[Excerpted data — start]
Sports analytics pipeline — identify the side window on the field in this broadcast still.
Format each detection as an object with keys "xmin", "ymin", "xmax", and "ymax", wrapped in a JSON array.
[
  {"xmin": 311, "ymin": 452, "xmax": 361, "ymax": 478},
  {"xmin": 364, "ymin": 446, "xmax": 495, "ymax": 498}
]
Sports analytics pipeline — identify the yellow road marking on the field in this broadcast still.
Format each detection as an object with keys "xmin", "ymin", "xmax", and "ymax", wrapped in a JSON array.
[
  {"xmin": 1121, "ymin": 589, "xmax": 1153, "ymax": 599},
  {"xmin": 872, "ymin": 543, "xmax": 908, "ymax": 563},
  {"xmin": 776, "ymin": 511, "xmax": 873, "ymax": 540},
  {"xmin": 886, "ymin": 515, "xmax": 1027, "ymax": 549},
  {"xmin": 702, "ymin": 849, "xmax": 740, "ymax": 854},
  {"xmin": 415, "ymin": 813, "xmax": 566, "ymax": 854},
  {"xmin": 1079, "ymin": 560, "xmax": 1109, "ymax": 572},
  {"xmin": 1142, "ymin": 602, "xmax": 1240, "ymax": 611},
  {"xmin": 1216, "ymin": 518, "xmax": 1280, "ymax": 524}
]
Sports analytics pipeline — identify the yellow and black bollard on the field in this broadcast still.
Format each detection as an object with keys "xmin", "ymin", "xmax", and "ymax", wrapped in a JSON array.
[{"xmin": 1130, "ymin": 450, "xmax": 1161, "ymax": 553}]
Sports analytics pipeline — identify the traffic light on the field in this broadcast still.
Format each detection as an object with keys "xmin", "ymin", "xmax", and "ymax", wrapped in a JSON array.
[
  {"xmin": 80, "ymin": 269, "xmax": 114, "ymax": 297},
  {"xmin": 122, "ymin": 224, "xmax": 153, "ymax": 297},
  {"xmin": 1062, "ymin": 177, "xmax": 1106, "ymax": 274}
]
[Excerpted data — finish]
**Aim of the exercise:** Looking at the entries above, work out how many lines include the word "this" and reply with that number alone.

**Expected answer:** 4